## START Information provided
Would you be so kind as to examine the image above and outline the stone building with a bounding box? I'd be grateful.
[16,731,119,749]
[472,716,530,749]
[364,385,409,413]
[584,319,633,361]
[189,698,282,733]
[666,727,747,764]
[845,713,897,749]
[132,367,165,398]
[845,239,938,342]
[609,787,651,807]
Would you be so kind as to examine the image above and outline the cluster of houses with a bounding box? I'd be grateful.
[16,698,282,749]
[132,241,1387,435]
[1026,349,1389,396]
## END Information provided
## START Information provided
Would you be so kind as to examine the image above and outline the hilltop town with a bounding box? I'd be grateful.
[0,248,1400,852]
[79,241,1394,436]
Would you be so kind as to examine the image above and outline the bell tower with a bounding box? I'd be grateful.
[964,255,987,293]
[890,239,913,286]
## END Information provided
(Problem details) Rescale the stretch from the line containing "houses with a bounding box? I'd be grateful." through the line containing "[1026,349,1389,396]", giving back every line in it, request included. Multiply each bounding-box coordinate in the answers by 1.2 and round to whole numbers, with halves rounding up.

(Solution)
Would you be so kind as to examine the image above and outline the cluster of houses with a bounding box? I'd be grateful.
[19,838,338,899]
[158,289,1664,522]
[1231,419,1667,475]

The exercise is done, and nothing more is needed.